From the entries, copy each line that includes "steering".

━━ Given data

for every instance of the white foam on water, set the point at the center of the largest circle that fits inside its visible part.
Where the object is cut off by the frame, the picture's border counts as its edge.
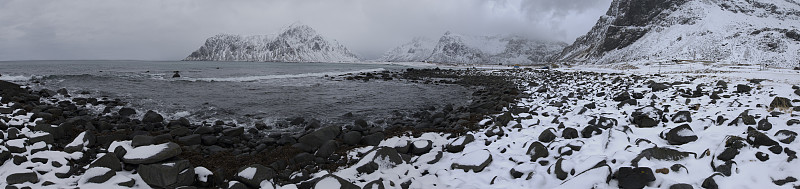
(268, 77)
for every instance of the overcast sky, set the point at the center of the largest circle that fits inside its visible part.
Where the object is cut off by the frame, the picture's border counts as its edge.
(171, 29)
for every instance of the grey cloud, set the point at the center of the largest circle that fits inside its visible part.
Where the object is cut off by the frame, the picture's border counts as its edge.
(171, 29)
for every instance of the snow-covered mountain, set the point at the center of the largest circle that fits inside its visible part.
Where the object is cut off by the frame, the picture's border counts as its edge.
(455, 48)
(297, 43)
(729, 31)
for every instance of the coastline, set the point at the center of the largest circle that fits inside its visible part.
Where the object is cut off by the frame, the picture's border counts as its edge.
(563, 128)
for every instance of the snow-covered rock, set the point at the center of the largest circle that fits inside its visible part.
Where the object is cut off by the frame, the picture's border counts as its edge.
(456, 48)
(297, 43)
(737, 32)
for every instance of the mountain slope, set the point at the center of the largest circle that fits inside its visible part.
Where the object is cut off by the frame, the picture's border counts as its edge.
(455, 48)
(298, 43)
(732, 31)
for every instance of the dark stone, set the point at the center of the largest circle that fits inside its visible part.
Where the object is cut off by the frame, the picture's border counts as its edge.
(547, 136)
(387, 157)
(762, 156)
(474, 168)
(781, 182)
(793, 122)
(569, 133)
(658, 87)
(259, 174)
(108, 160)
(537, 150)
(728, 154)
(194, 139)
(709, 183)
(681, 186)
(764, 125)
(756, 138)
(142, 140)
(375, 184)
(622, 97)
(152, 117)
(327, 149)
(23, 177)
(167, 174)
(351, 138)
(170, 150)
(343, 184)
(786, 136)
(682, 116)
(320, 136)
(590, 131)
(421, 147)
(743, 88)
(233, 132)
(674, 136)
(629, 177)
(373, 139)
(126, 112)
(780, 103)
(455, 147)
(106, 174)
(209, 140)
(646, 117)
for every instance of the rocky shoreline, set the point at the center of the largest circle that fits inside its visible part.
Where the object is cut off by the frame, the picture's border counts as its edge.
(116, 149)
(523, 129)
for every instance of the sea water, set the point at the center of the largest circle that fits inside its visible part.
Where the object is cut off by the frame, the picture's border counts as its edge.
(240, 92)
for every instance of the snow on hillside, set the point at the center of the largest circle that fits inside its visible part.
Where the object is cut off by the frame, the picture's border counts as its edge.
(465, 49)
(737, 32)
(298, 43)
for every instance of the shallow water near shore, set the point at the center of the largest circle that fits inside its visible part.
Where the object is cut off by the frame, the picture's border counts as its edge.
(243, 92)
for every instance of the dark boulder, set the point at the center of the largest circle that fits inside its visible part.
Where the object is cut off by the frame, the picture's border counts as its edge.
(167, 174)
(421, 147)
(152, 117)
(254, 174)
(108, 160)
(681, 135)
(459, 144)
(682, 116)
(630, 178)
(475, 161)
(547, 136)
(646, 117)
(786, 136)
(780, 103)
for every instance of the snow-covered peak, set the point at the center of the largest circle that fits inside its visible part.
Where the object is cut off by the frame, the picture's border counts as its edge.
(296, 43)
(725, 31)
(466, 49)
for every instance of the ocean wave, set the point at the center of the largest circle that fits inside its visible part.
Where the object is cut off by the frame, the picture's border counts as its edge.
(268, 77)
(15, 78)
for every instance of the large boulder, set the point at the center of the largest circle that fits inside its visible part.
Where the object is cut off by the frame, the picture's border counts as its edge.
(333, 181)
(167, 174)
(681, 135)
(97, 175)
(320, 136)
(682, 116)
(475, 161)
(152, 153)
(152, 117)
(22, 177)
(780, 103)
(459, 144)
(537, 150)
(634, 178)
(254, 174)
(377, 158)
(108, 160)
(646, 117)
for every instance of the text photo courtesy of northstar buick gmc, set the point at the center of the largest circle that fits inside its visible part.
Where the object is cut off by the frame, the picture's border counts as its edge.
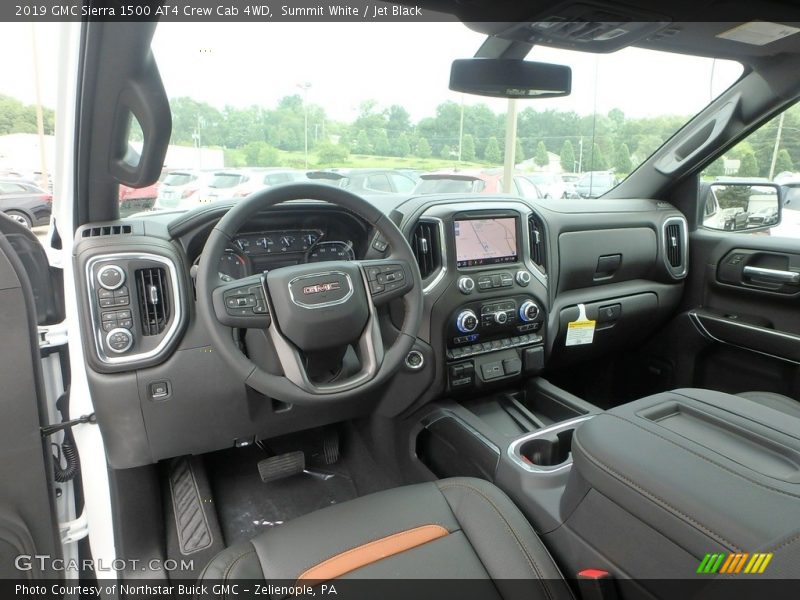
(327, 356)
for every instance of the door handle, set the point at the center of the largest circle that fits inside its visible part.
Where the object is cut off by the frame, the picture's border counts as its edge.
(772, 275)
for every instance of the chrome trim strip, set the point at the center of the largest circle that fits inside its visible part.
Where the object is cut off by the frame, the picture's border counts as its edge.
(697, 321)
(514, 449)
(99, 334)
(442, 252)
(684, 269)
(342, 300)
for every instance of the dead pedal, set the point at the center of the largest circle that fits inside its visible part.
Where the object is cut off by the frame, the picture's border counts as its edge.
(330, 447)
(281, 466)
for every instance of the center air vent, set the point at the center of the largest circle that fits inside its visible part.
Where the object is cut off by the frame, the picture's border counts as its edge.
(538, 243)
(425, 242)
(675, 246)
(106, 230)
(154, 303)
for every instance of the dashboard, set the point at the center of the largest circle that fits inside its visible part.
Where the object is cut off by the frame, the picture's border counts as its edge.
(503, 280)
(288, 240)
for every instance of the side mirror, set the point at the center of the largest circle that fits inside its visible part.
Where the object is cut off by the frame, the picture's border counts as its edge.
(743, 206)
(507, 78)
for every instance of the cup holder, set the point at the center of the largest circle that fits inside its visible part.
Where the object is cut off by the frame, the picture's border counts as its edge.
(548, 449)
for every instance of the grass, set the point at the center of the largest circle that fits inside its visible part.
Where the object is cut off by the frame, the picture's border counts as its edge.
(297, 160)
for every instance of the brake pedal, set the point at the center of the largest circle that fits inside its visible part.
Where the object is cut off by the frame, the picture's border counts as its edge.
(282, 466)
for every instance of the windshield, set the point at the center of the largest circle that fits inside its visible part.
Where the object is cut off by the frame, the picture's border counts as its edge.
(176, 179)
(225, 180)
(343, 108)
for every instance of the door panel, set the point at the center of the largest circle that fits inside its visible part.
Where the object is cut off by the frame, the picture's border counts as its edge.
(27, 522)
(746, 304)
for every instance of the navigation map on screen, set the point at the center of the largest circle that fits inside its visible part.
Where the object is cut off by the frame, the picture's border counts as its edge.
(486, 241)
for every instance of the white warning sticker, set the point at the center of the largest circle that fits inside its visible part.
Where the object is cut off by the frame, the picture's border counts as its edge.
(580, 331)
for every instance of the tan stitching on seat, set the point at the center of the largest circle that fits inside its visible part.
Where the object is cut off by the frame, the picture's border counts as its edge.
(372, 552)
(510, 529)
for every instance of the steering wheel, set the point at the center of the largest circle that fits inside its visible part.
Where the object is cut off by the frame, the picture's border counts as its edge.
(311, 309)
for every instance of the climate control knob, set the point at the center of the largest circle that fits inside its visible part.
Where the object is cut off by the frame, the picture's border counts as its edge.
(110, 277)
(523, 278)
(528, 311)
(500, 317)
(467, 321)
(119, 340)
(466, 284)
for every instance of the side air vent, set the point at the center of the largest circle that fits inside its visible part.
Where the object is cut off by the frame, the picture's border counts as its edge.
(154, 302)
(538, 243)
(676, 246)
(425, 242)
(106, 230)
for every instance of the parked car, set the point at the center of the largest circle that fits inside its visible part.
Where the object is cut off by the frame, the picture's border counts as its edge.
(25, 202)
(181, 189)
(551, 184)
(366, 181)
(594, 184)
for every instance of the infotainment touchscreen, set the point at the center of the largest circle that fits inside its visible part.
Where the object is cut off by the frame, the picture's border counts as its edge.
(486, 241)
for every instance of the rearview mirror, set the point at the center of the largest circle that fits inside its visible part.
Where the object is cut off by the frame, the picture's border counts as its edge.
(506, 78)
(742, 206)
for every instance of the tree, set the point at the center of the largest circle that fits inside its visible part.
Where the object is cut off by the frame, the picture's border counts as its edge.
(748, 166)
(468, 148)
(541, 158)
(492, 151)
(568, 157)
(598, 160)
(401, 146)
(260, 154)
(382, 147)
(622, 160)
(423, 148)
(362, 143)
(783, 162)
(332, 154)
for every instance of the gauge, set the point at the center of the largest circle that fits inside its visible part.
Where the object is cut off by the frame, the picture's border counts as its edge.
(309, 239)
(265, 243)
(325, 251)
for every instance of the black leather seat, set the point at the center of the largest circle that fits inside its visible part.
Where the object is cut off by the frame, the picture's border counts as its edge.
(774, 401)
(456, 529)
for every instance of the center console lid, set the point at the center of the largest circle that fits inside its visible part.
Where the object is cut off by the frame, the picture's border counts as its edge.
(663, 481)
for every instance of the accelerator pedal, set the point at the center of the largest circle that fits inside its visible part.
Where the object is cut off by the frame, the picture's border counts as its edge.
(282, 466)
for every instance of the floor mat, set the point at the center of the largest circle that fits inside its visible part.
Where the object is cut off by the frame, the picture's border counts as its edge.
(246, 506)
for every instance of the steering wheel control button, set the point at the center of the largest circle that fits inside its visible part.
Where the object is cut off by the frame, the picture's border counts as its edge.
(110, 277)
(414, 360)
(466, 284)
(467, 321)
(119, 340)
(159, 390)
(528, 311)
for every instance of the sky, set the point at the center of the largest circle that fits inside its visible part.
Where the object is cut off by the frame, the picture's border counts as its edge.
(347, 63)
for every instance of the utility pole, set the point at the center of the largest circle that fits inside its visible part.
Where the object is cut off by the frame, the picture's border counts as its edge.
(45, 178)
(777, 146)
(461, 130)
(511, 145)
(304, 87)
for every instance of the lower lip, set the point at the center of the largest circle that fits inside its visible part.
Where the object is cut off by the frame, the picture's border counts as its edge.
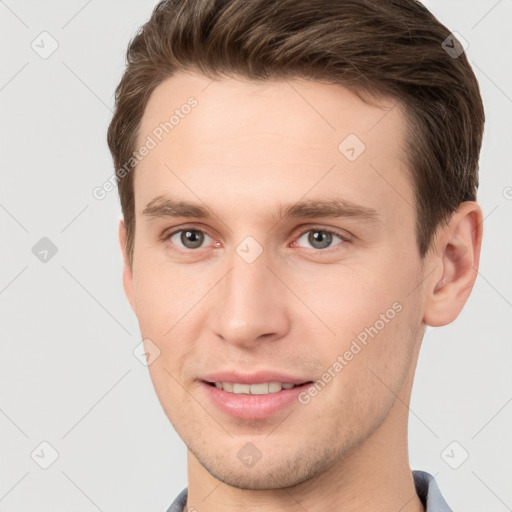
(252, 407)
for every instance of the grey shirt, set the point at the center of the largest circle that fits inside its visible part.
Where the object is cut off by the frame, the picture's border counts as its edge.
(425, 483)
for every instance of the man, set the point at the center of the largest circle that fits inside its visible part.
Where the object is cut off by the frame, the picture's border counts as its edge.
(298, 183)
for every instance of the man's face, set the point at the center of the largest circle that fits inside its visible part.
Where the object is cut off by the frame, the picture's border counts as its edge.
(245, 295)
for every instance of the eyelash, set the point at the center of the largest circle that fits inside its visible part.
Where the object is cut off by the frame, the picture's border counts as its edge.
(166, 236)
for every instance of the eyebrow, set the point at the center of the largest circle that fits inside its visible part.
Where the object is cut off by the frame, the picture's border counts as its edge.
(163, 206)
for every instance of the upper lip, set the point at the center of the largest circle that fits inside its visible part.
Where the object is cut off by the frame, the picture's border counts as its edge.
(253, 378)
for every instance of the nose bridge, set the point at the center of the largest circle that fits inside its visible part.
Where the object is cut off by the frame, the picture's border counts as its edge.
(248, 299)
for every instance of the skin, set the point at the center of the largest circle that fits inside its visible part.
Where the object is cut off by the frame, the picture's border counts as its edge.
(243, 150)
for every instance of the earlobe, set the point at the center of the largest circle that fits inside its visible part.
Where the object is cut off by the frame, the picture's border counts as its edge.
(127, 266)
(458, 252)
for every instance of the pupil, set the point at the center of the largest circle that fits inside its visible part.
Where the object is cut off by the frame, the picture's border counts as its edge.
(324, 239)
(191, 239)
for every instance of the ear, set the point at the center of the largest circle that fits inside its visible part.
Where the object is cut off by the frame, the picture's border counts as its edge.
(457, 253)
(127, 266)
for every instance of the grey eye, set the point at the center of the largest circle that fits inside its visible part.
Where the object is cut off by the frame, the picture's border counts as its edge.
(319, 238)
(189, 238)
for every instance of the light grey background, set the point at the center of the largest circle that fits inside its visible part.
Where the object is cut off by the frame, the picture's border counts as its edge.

━━━━

## Answer to the problem
for every instance of the steering wheel, set the point at the center of the largest circle that fits inside its visible part.
for every instance of the steering wheel control button, set the point at the center of the largest circle that fits inside its visible part.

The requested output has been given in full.